---------- EXTRACTED ENTRIES
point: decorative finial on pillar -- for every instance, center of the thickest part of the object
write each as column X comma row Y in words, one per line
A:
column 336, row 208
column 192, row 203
--------------------
Copy all the lines, exactly.

point: decorative finial on pillar -- for every instance, center of the thickest part of the object
write each as column X comma row Y in words, one per line
A:
column 336, row 208
column 192, row 203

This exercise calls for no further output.